··· RECORDS FOR THE EXERCISE ···

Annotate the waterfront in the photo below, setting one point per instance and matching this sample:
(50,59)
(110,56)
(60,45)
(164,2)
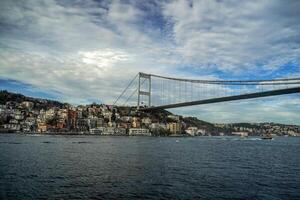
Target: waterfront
(98,167)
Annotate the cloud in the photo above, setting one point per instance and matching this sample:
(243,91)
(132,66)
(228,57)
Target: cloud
(88,49)
(236,36)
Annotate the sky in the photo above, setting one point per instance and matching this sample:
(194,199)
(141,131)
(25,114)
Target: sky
(84,51)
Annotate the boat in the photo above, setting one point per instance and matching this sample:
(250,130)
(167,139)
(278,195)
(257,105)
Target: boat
(267,137)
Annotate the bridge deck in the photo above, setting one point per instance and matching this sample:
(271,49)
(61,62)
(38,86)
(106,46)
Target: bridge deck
(228,98)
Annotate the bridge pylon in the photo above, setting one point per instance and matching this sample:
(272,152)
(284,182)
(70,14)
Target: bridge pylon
(144,89)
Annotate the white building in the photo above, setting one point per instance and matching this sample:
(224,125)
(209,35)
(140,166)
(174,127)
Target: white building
(192,131)
(139,131)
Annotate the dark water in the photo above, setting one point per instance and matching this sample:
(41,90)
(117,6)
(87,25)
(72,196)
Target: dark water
(90,167)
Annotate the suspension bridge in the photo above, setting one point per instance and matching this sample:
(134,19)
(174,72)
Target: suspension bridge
(149,91)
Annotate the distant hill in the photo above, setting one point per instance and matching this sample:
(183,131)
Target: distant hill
(6,96)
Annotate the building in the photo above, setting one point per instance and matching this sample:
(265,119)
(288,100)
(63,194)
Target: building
(139,132)
(136,122)
(42,127)
(192,131)
(174,127)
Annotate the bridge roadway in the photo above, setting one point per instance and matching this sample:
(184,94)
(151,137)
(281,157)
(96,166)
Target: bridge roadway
(228,98)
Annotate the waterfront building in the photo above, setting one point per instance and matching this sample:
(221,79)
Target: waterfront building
(192,131)
(174,127)
(120,131)
(109,131)
(41,127)
(174,117)
(139,131)
(136,122)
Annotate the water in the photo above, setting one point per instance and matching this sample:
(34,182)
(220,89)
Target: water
(99,167)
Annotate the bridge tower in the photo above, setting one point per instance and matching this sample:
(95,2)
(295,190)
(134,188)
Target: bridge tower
(144,89)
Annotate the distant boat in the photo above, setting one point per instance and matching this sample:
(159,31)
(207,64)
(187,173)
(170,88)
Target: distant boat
(267,137)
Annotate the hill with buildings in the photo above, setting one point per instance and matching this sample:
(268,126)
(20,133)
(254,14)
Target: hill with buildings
(22,114)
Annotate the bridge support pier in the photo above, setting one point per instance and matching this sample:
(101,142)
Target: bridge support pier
(144,91)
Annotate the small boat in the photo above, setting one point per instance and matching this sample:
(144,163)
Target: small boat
(267,137)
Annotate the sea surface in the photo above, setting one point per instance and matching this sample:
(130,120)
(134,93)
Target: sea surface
(103,167)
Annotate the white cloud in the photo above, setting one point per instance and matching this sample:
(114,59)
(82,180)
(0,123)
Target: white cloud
(235,36)
(91,49)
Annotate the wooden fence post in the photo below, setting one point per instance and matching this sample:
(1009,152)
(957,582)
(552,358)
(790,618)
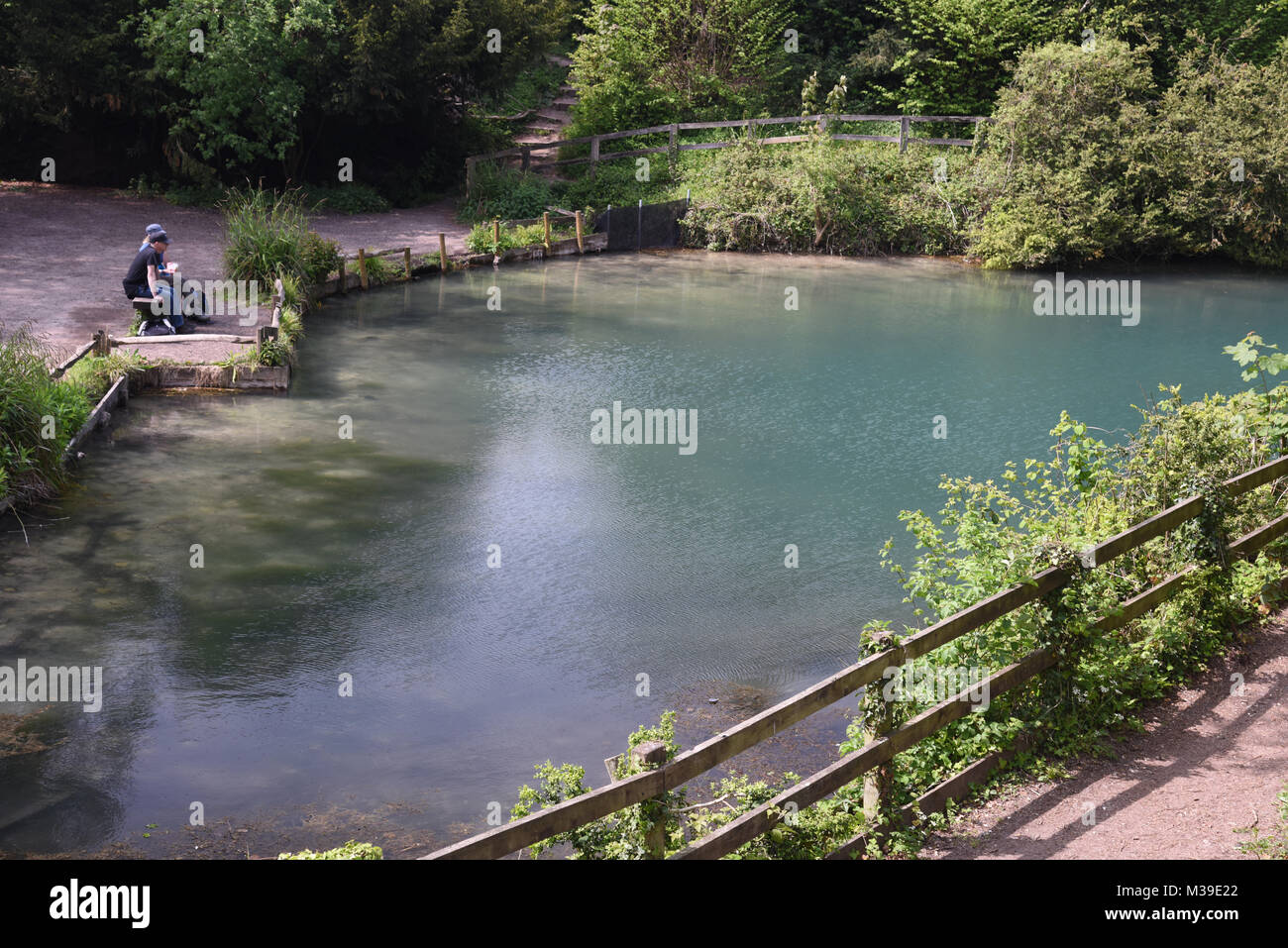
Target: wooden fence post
(877,720)
(649,755)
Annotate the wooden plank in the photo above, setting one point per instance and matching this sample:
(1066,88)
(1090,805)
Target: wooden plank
(798,707)
(863,138)
(935,798)
(652,130)
(567,815)
(1271,471)
(608,156)
(759,820)
(1144,601)
(1250,543)
(1144,531)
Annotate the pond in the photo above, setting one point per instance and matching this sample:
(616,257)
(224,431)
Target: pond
(426,520)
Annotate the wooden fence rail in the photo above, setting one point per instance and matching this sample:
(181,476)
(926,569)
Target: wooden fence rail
(524,153)
(719,749)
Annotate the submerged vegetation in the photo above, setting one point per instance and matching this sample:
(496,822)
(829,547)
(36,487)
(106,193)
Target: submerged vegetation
(992,535)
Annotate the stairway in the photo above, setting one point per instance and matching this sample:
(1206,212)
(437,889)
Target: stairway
(548,124)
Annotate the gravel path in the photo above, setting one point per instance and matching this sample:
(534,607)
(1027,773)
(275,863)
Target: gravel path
(63,252)
(1209,763)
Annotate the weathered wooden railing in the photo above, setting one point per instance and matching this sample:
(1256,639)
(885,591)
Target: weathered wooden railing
(524,153)
(719,749)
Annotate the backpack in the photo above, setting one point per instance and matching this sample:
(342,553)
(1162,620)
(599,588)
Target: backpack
(156,327)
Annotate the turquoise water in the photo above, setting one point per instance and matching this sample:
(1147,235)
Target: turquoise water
(471,427)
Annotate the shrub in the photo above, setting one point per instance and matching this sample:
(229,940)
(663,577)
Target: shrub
(1070,170)
(505,193)
(349,850)
(347,198)
(318,258)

···

Each line above should be written out again exactly, and no picture should appear in the copy.

Annotate the waterfront in the photo below, setting one point per instance and matching this sample:
(50,59)
(110,56)
(60,45)
(164,2)
Target: waterfront
(98,167)
Annotate the cloud in the photo above, setting one point per instance and matching this sample:
(243,91)
(132,66)
(228,57)
Target: cloud
(88,49)
(236,36)
Annotate the sky in the photo above, setting one point per instance and matching this sample:
(194,199)
(141,131)
(25,114)
Target: sky
(84,51)
Annotate the boat in the photo above, setting one point per instance and matching this sample:
(250,130)
(167,139)
(278,195)
(257,105)
Target: boat
(267,137)
Annotate the bridge deck in the photo above, setting one point per instance and matching this sample:
(271,49)
(61,62)
(38,86)
(106,46)
Target: bridge deck
(228,98)
Annotate the bridge pylon in the photo above, setting one point per instance and matching this sample:
(272,152)
(284,182)
(70,14)
Target: bridge pylon
(144,89)
Annotate the white building in the photo above, setting one point per instance and matching this sample:
(224,125)
(209,35)
(140,166)
(174,127)
Target: white building
(192,131)
(139,131)
Annotate the dark water in the photo above, setting one point per instance and matching this sample:
(41,90)
(117,6)
(87,25)
(72,196)
Target: dark water
(90,167)
Annotate the suspension bridge in the photo above, setting one point per instance and matching this sample:
(134,19)
(174,72)
Target: suspension bridge
(149,91)
Annotate the distant hill in the photo above, setting one point per instance and matching this sample:
(183,131)
Target: distant hill
(6,96)
Annotate the building in the photo above, setting one point per instance and matching this sample:
(265,119)
(288,100)
(63,194)
Target: building
(139,132)
(136,122)
(42,127)
(192,131)
(174,127)
Annotate the bridge roadway in the photo above, setting one point per instance and matching this sample:
(184,94)
(151,137)
(281,157)
(96,166)
Target: bridge roadway
(228,98)
Annotate the waterfront building in the photo above, setting one point per instance and matching this sample:
(221,79)
Target: waterfront building
(192,131)
(174,127)
(120,131)
(109,131)
(41,127)
(174,117)
(139,131)
(136,122)
Annotate the water in the photo above, setting one point per instance and matching this sample:
(34,182)
(220,89)
Target: water
(99,167)
Annotate the bridge tower in the photo above, setting one point per instance and matching this sample:
(95,2)
(295,190)
(134,188)
Target: bridge tower
(144,89)
Annotate the distant boat in the photo above, setting one point per instance and matching this sample:
(159,31)
(207,64)
(187,173)
(170,88)
Target: distant boat
(267,137)
Annotate the hill with buildings in the photo above, setting one point per instance and matching this sample:
(268,126)
(20,133)
(254,14)
Target: hill with buildings
(22,114)
Annotate the bridge support pier in the photo above, setting one point per instance and matching this sample:
(101,142)
Target: bridge support pier
(144,91)
Annotate the small boat in the photo above, setting one point per instance and matching this sample:
(144,163)
Target: small boat
(267,137)
Annotate the sea surface in the photo above, setting one point per instance and matching this sample:
(130,120)
(134,93)
Target: sea surface
(103,167)
Annotate the white cloud in the photo above, setting one point per instance and matching this sample:
(114,59)
(82,180)
(0,123)
Target: white cloud
(235,36)
(91,49)
Annotate the wooden fence post in the photo below, setting one point per instance and matching this sample:
(1009,152)
(957,582)
(552,358)
(790,618)
Target: wooden fence post
(877,720)
(649,755)
Annotate the wooden plank in the photo above, setting one point per instance and matching this sample:
(1066,88)
(1090,805)
Target: wooden plank
(798,707)
(863,138)
(935,798)
(652,130)
(567,815)
(1271,471)
(608,156)
(759,820)
(1144,601)
(1250,543)
(1144,531)
Annotate the pond in the photo above, setting one point per instance and matching this sample:
(616,257)
(224,431)
Target: pond
(426,520)
Annotate the wooden fence rail in the photo above, setting one point per instance and matching this sample:
(181,476)
(926,569)
Target: wooden fence rail
(524,153)
(719,749)
Annotate the submerged vegetation in the photo above, setting one point per instance and matching this sample:
(496,822)
(829,547)
(36,487)
(106,193)
Target: submerged vegetation
(992,535)
Annotate the stairway in the photo above, setting one point per instance and matching this sample:
(1206,212)
(437,889)
Target: stairway
(548,124)
Annotate the gravel path in the photo above, setting one point per instance and matching this sample:
(534,607)
(1027,773)
(275,863)
Target: gravel path
(63,252)
(1209,763)
Annotate the weathered wooden railing in the photo above, setting one point per instance and matching this sample:
(1256,639)
(885,591)
Target: weathered wooden railing
(524,153)
(719,749)
Annotate the backpack in the photo above, setting one point per instance and matching this sample:
(342,553)
(1162,620)
(599,588)
Target: backpack
(156,327)
Annotate the turquoise water in the photo above, setting one point per instance and matching this sample:
(1147,235)
Target: turquoise water
(471,427)
Annotate the shrub in the photo above, setting one point per instance and matching this sample:
(229,940)
(663,577)
Target: shrub
(1070,170)
(505,193)
(349,850)
(347,198)
(318,258)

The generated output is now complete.